-- YOUR GOAL --
Write the records below out in full, character for character, with no pictures.
## BEGIN DATA LISTING
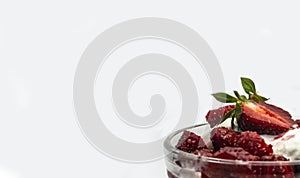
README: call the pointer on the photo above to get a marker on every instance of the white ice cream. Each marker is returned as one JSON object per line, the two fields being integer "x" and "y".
{"x": 288, "y": 145}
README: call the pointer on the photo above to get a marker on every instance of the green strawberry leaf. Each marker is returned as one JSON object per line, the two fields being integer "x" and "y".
{"x": 224, "y": 98}
{"x": 248, "y": 85}
{"x": 257, "y": 97}
{"x": 227, "y": 115}
{"x": 238, "y": 110}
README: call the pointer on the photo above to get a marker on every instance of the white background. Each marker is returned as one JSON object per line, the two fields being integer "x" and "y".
{"x": 41, "y": 43}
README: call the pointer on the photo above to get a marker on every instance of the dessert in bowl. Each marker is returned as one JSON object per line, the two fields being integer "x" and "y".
{"x": 247, "y": 139}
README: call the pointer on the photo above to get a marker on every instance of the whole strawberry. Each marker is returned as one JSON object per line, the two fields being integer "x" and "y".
{"x": 253, "y": 113}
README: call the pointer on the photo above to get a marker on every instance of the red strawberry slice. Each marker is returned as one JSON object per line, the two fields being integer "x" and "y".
{"x": 254, "y": 144}
{"x": 222, "y": 136}
{"x": 216, "y": 169}
{"x": 297, "y": 123}
{"x": 213, "y": 117}
{"x": 190, "y": 142}
{"x": 204, "y": 152}
{"x": 272, "y": 170}
{"x": 264, "y": 118}
{"x": 235, "y": 153}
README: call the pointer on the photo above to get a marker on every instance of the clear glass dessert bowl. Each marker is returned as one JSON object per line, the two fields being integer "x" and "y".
{"x": 181, "y": 164}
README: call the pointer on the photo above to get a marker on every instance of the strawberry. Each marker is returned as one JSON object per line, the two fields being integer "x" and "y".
{"x": 222, "y": 136}
{"x": 297, "y": 123}
{"x": 254, "y": 144}
{"x": 253, "y": 113}
{"x": 204, "y": 152}
{"x": 190, "y": 142}
{"x": 283, "y": 171}
{"x": 264, "y": 118}
{"x": 215, "y": 169}
{"x": 235, "y": 153}
{"x": 213, "y": 117}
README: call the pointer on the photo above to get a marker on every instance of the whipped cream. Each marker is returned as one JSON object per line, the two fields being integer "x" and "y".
{"x": 288, "y": 145}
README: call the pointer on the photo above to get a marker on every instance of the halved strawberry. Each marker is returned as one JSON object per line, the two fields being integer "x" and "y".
{"x": 216, "y": 169}
{"x": 264, "y": 118}
{"x": 283, "y": 171}
{"x": 253, "y": 113}
{"x": 254, "y": 144}
{"x": 213, "y": 117}
{"x": 204, "y": 152}
{"x": 190, "y": 142}
{"x": 297, "y": 123}
{"x": 235, "y": 153}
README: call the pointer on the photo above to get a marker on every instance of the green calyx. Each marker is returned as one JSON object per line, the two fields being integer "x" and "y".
{"x": 249, "y": 88}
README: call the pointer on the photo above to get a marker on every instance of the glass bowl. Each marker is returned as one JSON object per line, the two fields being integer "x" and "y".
{"x": 187, "y": 165}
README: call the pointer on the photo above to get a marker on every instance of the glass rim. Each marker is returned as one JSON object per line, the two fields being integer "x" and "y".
{"x": 173, "y": 150}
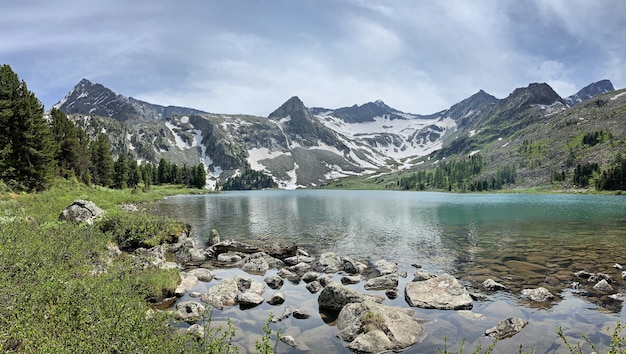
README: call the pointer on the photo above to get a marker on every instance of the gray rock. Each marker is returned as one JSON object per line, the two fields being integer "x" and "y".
{"x": 389, "y": 281}
{"x": 202, "y": 274}
{"x": 506, "y": 328}
{"x": 491, "y": 284}
{"x": 189, "y": 311}
{"x": 335, "y": 296}
{"x": 289, "y": 341}
{"x": 224, "y": 293}
{"x": 352, "y": 266}
{"x": 385, "y": 267}
{"x": 214, "y": 237}
{"x": 249, "y": 299}
{"x": 351, "y": 279}
{"x": 540, "y": 294}
{"x": 297, "y": 259}
{"x": 301, "y": 314}
{"x": 374, "y": 328}
{"x": 310, "y": 276}
{"x": 443, "y": 292}
{"x": 187, "y": 282}
{"x": 81, "y": 211}
{"x": 603, "y": 285}
{"x": 421, "y": 275}
{"x": 196, "y": 330}
{"x": 300, "y": 267}
{"x": 276, "y": 299}
{"x": 274, "y": 282}
{"x": 228, "y": 257}
{"x": 314, "y": 286}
## END DATA LISTING
-- THE ANSWER --
README: call the pointer on the photo above to get a marker on every instance of the white ice cream. Each marker is returned as one JSON object per line, the two fields being integer "x" and "y".
{"x": 288, "y": 145}
README: call the pointer on the photo above to get a marker on every instance of the green strawberry leaf. Each marker is returned as one JSON object per line, the two fields being integer "x" and "y".
{"x": 224, "y": 98}
{"x": 248, "y": 85}
{"x": 257, "y": 97}
{"x": 227, "y": 115}
{"x": 238, "y": 110}
README: call the pointer on the photo above to get a marker on every instance of the white background. Each marker is returned as one JSON object per line, the two fields being integer "x" and "y".
{"x": 41, "y": 43}
README: call the pointer on the photo above to get a marker on every instance of the dessert in bowl. Each marker is returned as one JSON object per line, the two fields being integer "x" and "y".
{"x": 247, "y": 139}
README: call the pointer on the photo above to get a marker on every instance of the whole strawberry. Each marker is returned as one JSON object per line, the two fields being integer "x" and "y".
{"x": 253, "y": 113}
README: call the pointer on the photo above to get a marker on every instance of the red strawberry slice. Each marker is returned as one JSON object per line, the two fields being integer "x" and "y".
{"x": 254, "y": 144}
{"x": 222, "y": 136}
{"x": 216, "y": 169}
{"x": 297, "y": 123}
{"x": 213, "y": 117}
{"x": 190, "y": 142}
{"x": 204, "y": 152}
{"x": 272, "y": 170}
{"x": 264, "y": 118}
{"x": 235, "y": 153}
README: call the pointer on the photo above to get a marker on every instance of the clear glass dessert bowl. Each marker is returned as one JSON object per line, the two fields being integer "x" and "y".
{"x": 181, "y": 164}
README: call the pointer on the photo above to get a marker on every instance of the strawberry. Each marker is returned as one JSON object per line, the two fields being integer "x" and "y".
{"x": 222, "y": 136}
{"x": 297, "y": 123}
{"x": 254, "y": 144}
{"x": 253, "y": 113}
{"x": 204, "y": 152}
{"x": 190, "y": 142}
{"x": 283, "y": 171}
{"x": 264, "y": 118}
{"x": 215, "y": 169}
{"x": 235, "y": 153}
{"x": 213, "y": 117}
README: call the pointer on the photo above to get a marker on every instance of the whipped cream. Each marker is returned as one JSON object per line, the two fields being integer "x" and "y".
{"x": 288, "y": 145}
README: call the pointer on the photo above to get a marker on every instance of the halved strawberry. Each marker is returned as one JSON object per line, the two fields being integer "x" and "y".
{"x": 216, "y": 169}
{"x": 264, "y": 118}
{"x": 283, "y": 171}
{"x": 253, "y": 113}
{"x": 254, "y": 144}
{"x": 213, "y": 117}
{"x": 204, "y": 152}
{"x": 190, "y": 142}
{"x": 297, "y": 123}
{"x": 235, "y": 153}
README: call the pointer on the photo above to get a marker on every instance of the green calyx. Each marker is returned as one JSON object per line, the two fields being integer "x" and "y".
{"x": 249, "y": 88}
README: call the pointer on the photo above to get a marker on every instance of the glass bowl. Each marker is returned as one JSON object per line, the two fields being integer "x" and "y".
{"x": 187, "y": 165}
README: call the pointer on the photo above to get a marker on every instance of the glass rim. Each marker is returned as one JSON object per line, the two fields being integer "x" and "y".
{"x": 173, "y": 150}
README: call the pointer on the photo above to get a marker on every instance of the gray rock. Each marker is returned as one JSON object per line, the two fields being integer "x" and "y".
{"x": 389, "y": 281}
{"x": 202, "y": 274}
{"x": 506, "y": 328}
{"x": 491, "y": 284}
{"x": 189, "y": 311}
{"x": 335, "y": 296}
{"x": 289, "y": 341}
{"x": 224, "y": 293}
{"x": 352, "y": 266}
{"x": 385, "y": 267}
{"x": 214, "y": 237}
{"x": 249, "y": 299}
{"x": 351, "y": 279}
{"x": 540, "y": 294}
{"x": 297, "y": 259}
{"x": 301, "y": 314}
{"x": 374, "y": 328}
{"x": 310, "y": 276}
{"x": 443, "y": 292}
{"x": 187, "y": 282}
{"x": 81, "y": 211}
{"x": 603, "y": 285}
{"x": 421, "y": 275}
{"x": 196, "y": 330}
{"x": 300, "y": 267}
{"x": 276, "y": 299}
{"x": 274, "y": 282}
{"x": 228, "y": 257}
{"x": 314, "y": 286}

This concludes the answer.